**Passage provided:**

•••

I am teaching CS 2881: AI Safety this fall at Harvard. This blog is primarily aimed at students at Harvard or MIT (where we have a cross-registering agreement) who are considering taking the course. However, it may be of interest to others as well. For more of my thoughts on AI safety, see the blogs Six Thoughts on AI safety and Machines of Faithful Obedience.

IMPORTANT: At the end of this blog is Homework Zero. If you are a Harvard or MIT student that is interested in taking the course, then you will need to submit this homework to apply for a seat. See details below.

Why AI Safety?

If you are considering taking this course, you are probably aware that there is a significant chance that AI will cause profound changes to our world over the next years and decades. However, there is significant disagreement about the magnitude of these changes, as well as whether they will be positive or negative.

Here is an illustrative plot of various potential scenarios for the next decade that people had predicted. (The GDP and life expectancy numbers are just illustrative- these were not explicitly predicted by the cited people, but are o3’s interpretations of the scenarios, see appendix below.)

As the saying goes, predictions are hard, especially about the future. Even the most AI-hawkish predictors sometimes underestimate its advances. For example, Paul Christiano has predicted a less than 8% chance of AI achieving IMO gold performance by 2025. (You can decide what this means for interpreting his predictions of a 15% chance for a Dyson Sphere by 2030 and 40% by 2040.)

Anything between utopia and catastrophe has been predicted. Clearly, we would like the impact of AI in 2035 to be up and to the right in this plot. This course will focus on what we know about the technical aspects of how we can get there,  and particularly on avoiding the bottom left quadrant.

We will have a particular focus on two aspects: measurement and scale.

There is a famous saying, “You can’t improve what you don’t measure.” In AI, we often encounter the converse as well; time and again, we have found that once we can measure an objective, we can also improve upon it. Alignment and safety often make the measurement task more complex: the phenomena we deal with could involve worst-case behavior, complex interactions of multiple components (both human and AI), behaviors such as “cheating” that are not always easy to define. Hence, measurements and evaluations will play a significant part in this course.

The other component is scale. The fundamental property of current AI systems is that they are not static – they constantly grow in the resources they use (data, compute), their capabilities, and their scope of implementation and influence. For every type of safety concern, we need to ask ourselves, is this a problem that would get better or worse with scale. Similarly, for every safety intervention we need to ask whether this is a method that would work better or worse with scale.

Topics

A list of questions that we may* consider in this course includes:

  • What are the potential risks and benefits of AI?
  • What potential capabilities of AI could lead to catastrophic risks? For which ones do we think that AI can also be used to help defend against the risk?

•••

**Task brief:** Condense the paragraph of the AI safety course blog that begins "The other component is scale" into a short bulleted list that keeps its main facts.

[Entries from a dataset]
•••

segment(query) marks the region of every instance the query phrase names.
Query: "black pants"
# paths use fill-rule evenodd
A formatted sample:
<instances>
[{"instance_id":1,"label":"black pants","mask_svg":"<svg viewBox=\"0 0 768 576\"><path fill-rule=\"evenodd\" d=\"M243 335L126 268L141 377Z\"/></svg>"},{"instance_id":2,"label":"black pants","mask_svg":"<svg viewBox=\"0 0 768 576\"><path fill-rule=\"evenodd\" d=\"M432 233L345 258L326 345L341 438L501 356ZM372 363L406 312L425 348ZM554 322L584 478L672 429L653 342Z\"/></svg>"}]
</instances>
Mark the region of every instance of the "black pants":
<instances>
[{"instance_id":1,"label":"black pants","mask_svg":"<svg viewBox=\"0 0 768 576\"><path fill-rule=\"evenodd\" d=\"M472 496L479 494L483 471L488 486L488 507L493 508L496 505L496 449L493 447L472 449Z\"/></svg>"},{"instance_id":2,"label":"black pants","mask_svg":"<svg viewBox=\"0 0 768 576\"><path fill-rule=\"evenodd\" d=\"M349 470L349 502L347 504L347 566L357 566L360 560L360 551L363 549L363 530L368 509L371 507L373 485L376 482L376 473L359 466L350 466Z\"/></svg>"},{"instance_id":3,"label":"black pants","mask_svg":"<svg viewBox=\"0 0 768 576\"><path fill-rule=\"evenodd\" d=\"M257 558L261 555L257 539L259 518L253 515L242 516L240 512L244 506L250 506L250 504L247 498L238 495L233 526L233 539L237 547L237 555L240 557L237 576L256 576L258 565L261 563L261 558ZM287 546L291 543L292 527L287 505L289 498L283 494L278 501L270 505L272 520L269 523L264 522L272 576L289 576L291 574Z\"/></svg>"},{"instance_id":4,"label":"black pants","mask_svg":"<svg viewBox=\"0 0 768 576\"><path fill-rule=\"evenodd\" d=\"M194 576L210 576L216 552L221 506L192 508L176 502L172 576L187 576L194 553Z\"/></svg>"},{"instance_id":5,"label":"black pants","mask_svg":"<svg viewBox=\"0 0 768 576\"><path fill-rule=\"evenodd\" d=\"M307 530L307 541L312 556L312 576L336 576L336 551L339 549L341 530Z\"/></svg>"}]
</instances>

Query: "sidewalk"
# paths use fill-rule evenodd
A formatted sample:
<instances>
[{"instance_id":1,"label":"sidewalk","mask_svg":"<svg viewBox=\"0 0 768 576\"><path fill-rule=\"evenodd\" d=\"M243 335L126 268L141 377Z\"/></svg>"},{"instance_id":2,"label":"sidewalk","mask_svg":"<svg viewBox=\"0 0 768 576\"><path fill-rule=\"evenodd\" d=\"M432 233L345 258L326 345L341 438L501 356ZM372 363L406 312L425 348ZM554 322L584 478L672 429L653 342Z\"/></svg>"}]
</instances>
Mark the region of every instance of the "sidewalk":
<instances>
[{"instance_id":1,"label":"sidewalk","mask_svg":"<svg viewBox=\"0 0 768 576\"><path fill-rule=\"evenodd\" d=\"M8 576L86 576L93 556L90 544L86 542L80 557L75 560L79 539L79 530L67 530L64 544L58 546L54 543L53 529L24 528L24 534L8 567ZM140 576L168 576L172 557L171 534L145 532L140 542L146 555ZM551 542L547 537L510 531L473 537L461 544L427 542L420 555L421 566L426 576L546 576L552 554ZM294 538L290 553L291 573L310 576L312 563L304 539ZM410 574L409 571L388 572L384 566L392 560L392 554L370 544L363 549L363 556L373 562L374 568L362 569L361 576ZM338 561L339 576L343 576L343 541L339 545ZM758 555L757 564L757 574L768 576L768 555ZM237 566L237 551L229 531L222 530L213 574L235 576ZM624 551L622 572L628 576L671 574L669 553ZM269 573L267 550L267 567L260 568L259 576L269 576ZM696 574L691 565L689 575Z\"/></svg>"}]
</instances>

•••

**Expected output:**
- Scale is the other component the course focuses on.
- Current AI systems are not static. They keep growing in the resources they use (data, compute), in their capabilities, and in their scope of implementation and influence.
- For every type of safety concern, ask whether the problem would get better or worse with scale.
- For every safety intervention, ask whether the method would work better or worse with scale.